DO THIS: Rewrite every line of the entries below as a numbered list, omitting the blank lines.

TASK INPUTS:
..............................

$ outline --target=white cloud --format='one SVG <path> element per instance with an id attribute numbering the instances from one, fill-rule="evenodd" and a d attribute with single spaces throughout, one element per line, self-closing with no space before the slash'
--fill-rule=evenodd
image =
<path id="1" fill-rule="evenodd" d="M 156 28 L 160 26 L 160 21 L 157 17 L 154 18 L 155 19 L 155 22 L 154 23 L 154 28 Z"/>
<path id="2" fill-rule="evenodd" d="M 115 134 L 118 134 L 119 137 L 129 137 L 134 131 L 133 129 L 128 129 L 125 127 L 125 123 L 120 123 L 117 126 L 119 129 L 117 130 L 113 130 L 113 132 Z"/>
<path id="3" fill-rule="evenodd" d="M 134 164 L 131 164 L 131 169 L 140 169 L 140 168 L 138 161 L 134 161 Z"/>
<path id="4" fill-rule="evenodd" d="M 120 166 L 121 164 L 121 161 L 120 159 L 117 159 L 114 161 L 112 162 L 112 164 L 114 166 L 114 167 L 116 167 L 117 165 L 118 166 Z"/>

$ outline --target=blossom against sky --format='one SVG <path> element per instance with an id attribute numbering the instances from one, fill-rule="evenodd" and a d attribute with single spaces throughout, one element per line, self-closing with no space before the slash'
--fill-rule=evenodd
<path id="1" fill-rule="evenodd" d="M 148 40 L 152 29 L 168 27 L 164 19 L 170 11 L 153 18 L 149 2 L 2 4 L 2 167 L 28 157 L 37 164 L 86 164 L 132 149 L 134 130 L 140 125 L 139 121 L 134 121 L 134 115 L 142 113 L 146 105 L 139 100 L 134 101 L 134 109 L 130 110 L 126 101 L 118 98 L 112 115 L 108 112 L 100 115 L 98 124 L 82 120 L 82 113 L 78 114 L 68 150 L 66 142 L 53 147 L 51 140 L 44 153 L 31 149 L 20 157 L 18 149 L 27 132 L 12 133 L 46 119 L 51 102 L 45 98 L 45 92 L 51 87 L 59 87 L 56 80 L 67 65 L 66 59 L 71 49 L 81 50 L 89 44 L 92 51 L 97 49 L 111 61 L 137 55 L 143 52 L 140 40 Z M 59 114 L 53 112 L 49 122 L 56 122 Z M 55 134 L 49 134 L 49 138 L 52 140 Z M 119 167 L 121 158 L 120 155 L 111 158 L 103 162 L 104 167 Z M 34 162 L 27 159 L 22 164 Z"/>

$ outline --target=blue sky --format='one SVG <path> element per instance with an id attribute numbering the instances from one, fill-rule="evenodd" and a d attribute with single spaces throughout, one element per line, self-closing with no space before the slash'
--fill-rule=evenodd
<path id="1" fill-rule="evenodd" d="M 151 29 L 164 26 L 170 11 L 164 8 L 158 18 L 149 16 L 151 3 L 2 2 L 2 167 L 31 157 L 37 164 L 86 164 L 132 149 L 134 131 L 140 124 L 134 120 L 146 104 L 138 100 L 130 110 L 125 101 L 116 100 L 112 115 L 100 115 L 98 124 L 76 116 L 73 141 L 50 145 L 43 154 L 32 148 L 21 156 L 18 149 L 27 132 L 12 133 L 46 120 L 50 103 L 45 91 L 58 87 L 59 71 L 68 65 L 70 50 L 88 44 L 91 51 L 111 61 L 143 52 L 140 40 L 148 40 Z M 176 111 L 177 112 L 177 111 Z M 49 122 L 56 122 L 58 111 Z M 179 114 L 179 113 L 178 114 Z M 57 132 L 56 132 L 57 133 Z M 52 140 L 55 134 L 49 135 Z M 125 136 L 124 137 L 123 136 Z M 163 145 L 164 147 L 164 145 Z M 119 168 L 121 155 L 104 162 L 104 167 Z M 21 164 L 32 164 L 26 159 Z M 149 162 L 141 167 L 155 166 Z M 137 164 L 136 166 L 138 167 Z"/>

..............................

RESULT BELOW:
1. $ outline --target=white cloud --format='one SVG <path> element per instance with an id attribute numbering the instances from one, fill-rule="evenodd" and a d attribute with single spaces throughout, one element per line, self-closing with no space before the slash'
2. --fill-rule=evenodd
3. image =
4. <path id="1" fill-rule="evenodd" d="M 156 28 L 160 26 L 160 21 L 157 17 L 154 18 L 155 19 L 155 22 L 154 23 L 154 28 Z"/>
5. <path id="2" fill-rule="evenodd" d="M 115 134 L 118 134 L 119 137 L 129 137 L 134 131 L 133 129 L 128 129 L 125 127 L 125 123 L 120 123 L 117 126 L 119 129 L 117 130 L 113 130 L 113 132 Z"/>
6. <path id="3" fill-rule="evenodd" d="M 134 164 L 131 164 L 131 169 L 140 169 L 140 168 L 138 161 L 134 161 Z"/>
7. <path id="4" fill-rule="evenodd" d="M 120 166 L 121 164 L 121 161 L 120 159 L 117 159 L 114 161 L 112 162 L 112 164 L 114 166 L 114 167 L 116 167 L 117 165 L 118 166 Z"/>
8. $ outline --target=blossom against sky --format='one SVG <path> element per instance with an id attribute numbering the instances from one, fill-rule="evenodd" and a d attribute with single spaces throughout, one element per line, self-closing with no space before the slash'
9. --fill-rule=evenodd
10. <path id="1" fill-rule="evenodd" d="M 148 40 L 152 29 L 168 27 L 164 19 L 170 11 L 153 18 L 149 2 L 2 4 L 2 167 L 28 157 L 37 164 L 86 164 L 132 149 L 134 130 L 140 125 L 139 121 L 134 121 L 134 115 L 142 113 L 146 105 L 139 100 L 134 101 L 134 109 L 130 110 L 126 101 L 118 98 L 112 115 L 108 112 L 100 115 L 98 124 L 82 120 L 82 113 L 78 114 L 68 150 L 66 142 L 53 147 L 51 140 L 44 153 L 31 149 L 20 157 L 18 149 L 27 132 L 12 133 L 46 119 L 51 102 L 45 98 L 45 92 L 51 87 L 59 87 L 56 80 L 67 65 L 66 59 L 71 49 L 81 50 L 89 44 L 92 51 L 97 49 L 111 61 L 137 55 L 143 52 L 140 40 Z M 59 114 L 53 112 L 49 122 L 56 122 Z M 55 134 L 49 134 L 49 138 L 52 140 Z M 119 167 L 121 158 L 120 155 L 111 158 L 103 162 L 104 167 Z M 34 162 L 27 159 L 22 164 Z"/>
11. $ outline --target=blue sky --format='one SVG <path> element per instance with an id attribute numbering the instances from one, fill-rule="evenodd" and a d attribute with single spaces throughout, one element per line, self-closing with no space before the slash'
12. --fill-rule=evenodd
13. <path id="1" fill-rule="evenodd" d="M 151 29 L 164 26 L 170 11 L 164 8 L 158 18 L 149 16 L 151 3 L 2 2 L 2 167 L 31 157 L 37 164 L 86 164 L 132 149 L 134 131 L 140 124 L 134 120 L 146 104 L 138 100 L 130 110 L 125 101 L 116 100 L 112 115 L 100 115 L 98 124 L 76 116 L 73 141 L 50 145 L 43 154 L 32 148 L 21 156 L 18 149 L 27 132 L 12 133 L 46 120 L 50 103 L 45 91 L 58 87 L 59 71 L 68 65 L 70 50 L 88 44 L 91 51 L 111 61 L 143 52 L 140 40 L 148 40 Z M 176 111 L 177 112 L 177 111 Z M 49 122 L 56 122 L 58 111 Z M 179 114 L 179 113 L 178 114 Z M 57 132 L 56 132 L 57 133 Z M 52 140 L 55 134 L 49 135 Z M 125 136 L 124 137 L 123 136 Z M 163 145 L 164 147 L 164 145 Z M 119 168 L 121 155 L 104 162 L 104 167 Z M 21 164 L 32 164 L 26 159 Z M 149 162 L 141 167 L 155 166 Z M 137 164 L 136 166 L 138 167 Z"/>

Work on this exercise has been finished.